'''

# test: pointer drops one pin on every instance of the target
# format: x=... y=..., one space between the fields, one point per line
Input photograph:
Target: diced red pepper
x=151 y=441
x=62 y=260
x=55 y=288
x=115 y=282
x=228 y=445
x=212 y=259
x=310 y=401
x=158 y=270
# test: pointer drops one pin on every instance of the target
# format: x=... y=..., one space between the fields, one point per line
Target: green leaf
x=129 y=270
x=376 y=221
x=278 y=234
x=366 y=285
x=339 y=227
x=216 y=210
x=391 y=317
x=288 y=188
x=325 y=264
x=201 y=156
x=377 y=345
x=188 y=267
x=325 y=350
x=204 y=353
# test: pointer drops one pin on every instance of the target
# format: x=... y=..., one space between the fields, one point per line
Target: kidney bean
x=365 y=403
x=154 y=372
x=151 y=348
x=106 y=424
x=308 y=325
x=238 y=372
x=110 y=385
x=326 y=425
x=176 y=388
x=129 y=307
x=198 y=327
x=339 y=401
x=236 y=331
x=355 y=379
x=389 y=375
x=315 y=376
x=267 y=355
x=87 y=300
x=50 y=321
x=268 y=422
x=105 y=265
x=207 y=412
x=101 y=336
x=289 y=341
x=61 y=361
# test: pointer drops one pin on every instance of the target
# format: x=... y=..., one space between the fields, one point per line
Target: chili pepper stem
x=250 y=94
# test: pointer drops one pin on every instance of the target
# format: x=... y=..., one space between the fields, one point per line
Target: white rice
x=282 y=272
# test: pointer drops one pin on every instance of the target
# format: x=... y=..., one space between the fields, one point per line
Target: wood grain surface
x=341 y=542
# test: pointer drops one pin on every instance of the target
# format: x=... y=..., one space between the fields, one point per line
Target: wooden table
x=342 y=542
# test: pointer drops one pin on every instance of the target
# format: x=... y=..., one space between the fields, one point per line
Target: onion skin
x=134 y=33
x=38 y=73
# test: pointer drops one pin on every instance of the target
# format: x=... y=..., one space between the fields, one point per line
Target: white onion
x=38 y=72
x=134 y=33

'''

**Assignment**
Restate all of the data above. Match it word for word.

**Answer to this exercise**
# test: pointer drops one pin on every instance of the target
# format: x=... y=..., one space between the fields, one point per line
Input photograph:
Target: diced red pepper
x=151 y=441
x=62 y=260
x=55 y=288
x=115 y=282
x=228 y=445
x=212 y=259
x=310 y=401
x=158 y=270
# test: pointer drops one pin on every instance of the target
# format: x=... y=..., one space between the fields, one point per line
Target: green leaf
x=129 y=270
x=376 y=221
x=278 y=234
x=366 y=285
x=339 y=227
x=216 y=210
x=391 y=317
x=288 y=188
x=325 y=264
x=201 y=156
x=377 y=345
x=188 y=267
x=325 y=350
x=204 y=353
# test: pointer drops one pin on every instance of the target
# format: x=... y=..., one space between the fields, one point per line
Target: kidney bean
x=365 y=403
x=154 y=372
x=151 y=348
x=106 y=424
x=308 y=325
x=238 y=372
x=110 y=385
x=326 y=425
x=176 y=388
x=129 y=307
x=198 y=327
x=339 y=401
x=236 y=331
x=355 y=379
x=389 y=375
x=315 y=376
x=267 y=355
x=87 y=300
x=50 y=321
x=268 y=422
x=105 y=265
x=207 y=412
x=101 y=336
x=289 y=341
x=61 y=361
# test: pointer drops one pin on every instance of the target
# format: x=... y=..., one space between the fields, one point per line
Target: chili pepper stem
x=250 y=94
# test: pointer drops one pin on every instance of the target
# format: x=... y=..., one space between the fields, one point per line
Target: white rice
x=282 y=272
# test: pointer drops one pin on every instance of the target
# format: x=... y=..., one space between the fields, one point per line
Target: wood grain surface
x=341 y=542
# test: pointer drops one pin on every instance of the target
# format: x=... y=..., one space between the fields, one point per line
Target: wooden table
x=342 y=542
# test: pointer drops one pin on every instance of the target
# format: x=... y=..., one space between the fields, one point per line
Target: onion skin
x=134 y=33
x=38 y=73
# test: pointer drops one pin on every instance of the target
# format: x=... y=..., one space between the fields, one point per line
Target: white onion
x=38 y=72
x=134 y=33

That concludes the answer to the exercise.